• TASK BRIEF
Every record below should be retyped exactly, and no picture should appear in the copy.

::::

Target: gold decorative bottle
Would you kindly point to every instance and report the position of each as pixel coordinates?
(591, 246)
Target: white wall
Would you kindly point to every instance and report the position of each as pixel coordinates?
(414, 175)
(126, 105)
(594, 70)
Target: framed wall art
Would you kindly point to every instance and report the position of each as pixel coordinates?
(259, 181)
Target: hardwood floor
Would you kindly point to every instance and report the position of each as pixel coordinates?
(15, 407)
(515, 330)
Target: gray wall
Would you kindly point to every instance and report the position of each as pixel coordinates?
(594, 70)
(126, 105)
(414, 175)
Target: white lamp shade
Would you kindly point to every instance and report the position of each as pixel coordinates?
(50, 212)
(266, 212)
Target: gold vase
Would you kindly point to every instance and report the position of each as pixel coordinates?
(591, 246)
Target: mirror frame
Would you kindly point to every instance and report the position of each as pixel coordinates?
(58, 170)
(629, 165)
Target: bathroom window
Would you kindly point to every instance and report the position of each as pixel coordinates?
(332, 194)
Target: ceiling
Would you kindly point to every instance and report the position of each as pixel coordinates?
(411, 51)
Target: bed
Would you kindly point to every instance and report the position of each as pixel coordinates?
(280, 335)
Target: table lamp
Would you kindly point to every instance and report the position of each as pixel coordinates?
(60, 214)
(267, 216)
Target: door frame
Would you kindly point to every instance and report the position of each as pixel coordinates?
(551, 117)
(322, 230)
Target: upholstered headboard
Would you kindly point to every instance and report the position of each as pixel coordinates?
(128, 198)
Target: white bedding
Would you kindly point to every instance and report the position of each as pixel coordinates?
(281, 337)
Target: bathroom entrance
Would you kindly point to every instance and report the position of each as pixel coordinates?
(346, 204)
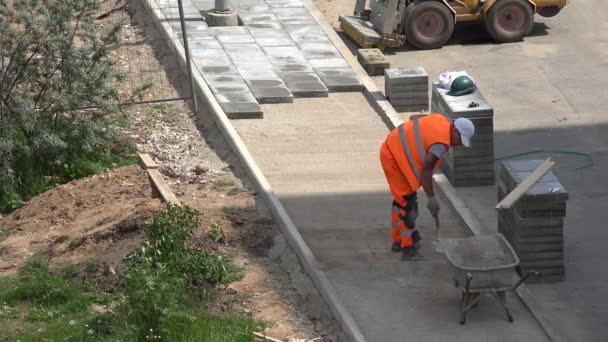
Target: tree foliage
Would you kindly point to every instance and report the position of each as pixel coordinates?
(54, 60)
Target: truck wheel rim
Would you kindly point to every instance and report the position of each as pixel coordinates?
(430, 24)
(512, 18)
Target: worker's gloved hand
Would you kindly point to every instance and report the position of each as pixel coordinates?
(433, 206)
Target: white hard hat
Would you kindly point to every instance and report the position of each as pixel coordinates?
(466, 129)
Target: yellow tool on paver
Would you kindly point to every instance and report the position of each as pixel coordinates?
(428, 24)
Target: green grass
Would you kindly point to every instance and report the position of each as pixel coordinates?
(164, 294)
(4, 232)
(36, 181)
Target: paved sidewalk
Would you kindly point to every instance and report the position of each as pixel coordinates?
(321, 158)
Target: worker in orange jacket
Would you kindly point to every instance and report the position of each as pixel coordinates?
(409, 156)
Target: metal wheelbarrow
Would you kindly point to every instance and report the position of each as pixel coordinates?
(483, 264)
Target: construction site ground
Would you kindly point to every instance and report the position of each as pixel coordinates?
(321, 158)
(548, 92)
(99, 220)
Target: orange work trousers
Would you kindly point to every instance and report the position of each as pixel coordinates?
(405, 204)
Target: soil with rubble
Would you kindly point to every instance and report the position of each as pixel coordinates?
(100, 219)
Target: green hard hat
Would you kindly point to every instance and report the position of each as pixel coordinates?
(462, 85)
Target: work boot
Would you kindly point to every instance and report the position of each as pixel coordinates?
(408, 253)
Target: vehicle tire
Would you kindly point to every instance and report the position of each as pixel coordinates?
(510, 20)
(428, 25)
(549, 12)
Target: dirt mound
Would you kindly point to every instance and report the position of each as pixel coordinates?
(94, 218)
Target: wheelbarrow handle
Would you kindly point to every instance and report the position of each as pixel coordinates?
(528, 274)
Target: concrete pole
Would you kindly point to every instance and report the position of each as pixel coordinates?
(221, 5)
(187, 53)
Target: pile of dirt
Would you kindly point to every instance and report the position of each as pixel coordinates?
(97, 218)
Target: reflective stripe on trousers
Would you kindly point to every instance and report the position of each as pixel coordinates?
(400, 232)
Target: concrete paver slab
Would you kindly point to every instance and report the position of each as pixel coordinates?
(319, 50)
(229, 30)
(328, 63)
(241, 47)
(340, 79)
(256, 55)
(304, 84)
(236, 39)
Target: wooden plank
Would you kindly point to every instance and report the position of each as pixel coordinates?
(163, 187)
(265, 338)
(148, 162)
(525, 185)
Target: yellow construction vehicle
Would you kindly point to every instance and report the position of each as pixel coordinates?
(428, 24)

::::

• TASK SOLUTION
Target: gold decorative bottle
Would you kindly point to every instance and report the position of each as pixel coordinates?
(591, 246)
Target: white wall
Would you kindly point to every instance and report the position of each as pixel coordinates?
(414, 175)
(126, 105)
(594, 70)
Target: framed wall art
Would you kindly point to every instance and report the position of each as pixel coordinates?
(259, 181)
Target: hardwood floor
Would you kindly point to every instance and report the position of each as pixel coordinates?
(15, 407)
(515, 330)
Target: gray wall
Would you kindly point to every instance and report the position of each as pixel coordinates?
(594, 70)
(126, 105)
(414, 175)
Target: white lamp shade
Would you kindly point to every instance and report the position of each as pixel coordinates?
(50, 212)
(266, 212)
Target: gold vase
Would you kindly point to every instance and report the position of each as pixel coordinates?
(591, 246)
Target: mirror frame
Would you kindly point to every instance and report the position of each as pixel coordinates?
(58, 170)
(629, 165)
Target: bathroom window
Would you kindly point to every instance and report the position of each as pixel coordinates?
(332, 194)
Target: ceiling
Would you kindly point to every instance and report the position of each as pixel coordinates?
(411, 51)
Target: bed
Would you kindly point to every instance and report the position of each as pixel coordinates?
(280, 335)
Target: table lamp
Would you kindly point to every instance and report the position of each as pixel coordinates?
(60, 214)
(267, 216)
Target: door frame
Would you kindly point to every instance and report the position of each as pixel coordinates?
(551, 117)
(322, 230)
Target: upholstered headboard
Would you kindly point to every instance and report the position of each as pixel coordinates?
(128, 198)
Target: white bedding
Would you kindly point to every instance and report the position of each as pixel coordinates?
(281, 337)
Target: bathroom entrance
Would you kindly point to every instance and report the position of each as pixel coordinates?
(346, 204)
Target: tree foliage
Would you kindly point to every instance and report the position of each as pixel coordinates?
(54, 60)
Target: truck wheel rim
Would you kindly point to every instance and report the position of each as pixel coordinates?
(430, 24)
(512, 18)
Target: worker's gloved hand
Would you kindly point to every instance and report the position of each as pixel coordinates?
(433, 206)
Target: white hard hat
Would you kindly point to every instance and report the position of each as pixel coordinates?
(466, 129)
Target: yellow tool on paver
Would you kindly point to every instance and report the position of each as pixel coordinates?
(428, 24)
Target: green grass
Would you kindly point to every instance and report the position of each as pixel coordinates?
(164, 294)
(4, 232)
(36, 181)
Target: paved sidewalk
Would you kindly point to every instance and report the position of each as pixel coordinates?
(321, 158)
Target: worker in orange jacket
Would you kindly point to every instance and report the position of each as pixel coordinates?
(409, 156)
Target: metal wheelbarrow
Would you kindly point to every instance and report the position of each as pixel coordinates?
(483, 264)
Target: construction site ground
Would you kindly point to every instance and report the position of each as pixel coordinates?
(321, 158)
(548, 92)
(99, 220)
Target: orange work trousers
Would you kindly point to every instance and report the position of each as pixel coordinates?
(405, 204)
Target: soil with rubble
Would you kindly point to every instance and report the position of each as pixel coordinates?
(100, 219)
Target: green hard hat
Would you kindly point to every instance and report the position of each as pixel coordinates?
(462, 85)
Target: work boot
Would you kindly point to every instance and report the position of each as pixel coordinates?
(408, 253)
Target: vehicle tire
Would you kindly point to every instance and report the position of each as pixel coordinates?
(510, 20)
(428, 25)
(549, 12)
Target: dirt mound
Would you kindly point to every instance and report the position of each as pixel coordinates?
(94, 218)
Target: wheelbarrow handle
Would you kindly point to every instance and report the position of each as pixel coordinates?
(528, 274)
Target: concrete pole
Would you kindly point to every instance and report the position of each as pixel coordinates?
(221, 5)
(187, 53)
Target: pile of dirt
Would you kindly point to every instance and report the position of each as pixel coordinates?
(97, 218)
Target: reflective stripe on trousers
Would you kindly point to every instance and report the position of each as pixel coordinates?
(400, 232)
Target: concrete paver slab
Would you kindly point to every instance and report the position of each as pixel coordinates?
(319, 50)
(229, 30)
(328, 63)
(241, 47)
(340, 79)
(256, 55)
(304, 84)
(236, 39)
Target: wooden plank
Would you kindly point to every instance and report the position of each as pixel coordinates?
(163, 187)
(265, 338)
(148, 162)
(525, 185)
Target: yellow construction vehicle
Would you kindly point to every instance and report the position of each as pixel coordinates?
(428, 24)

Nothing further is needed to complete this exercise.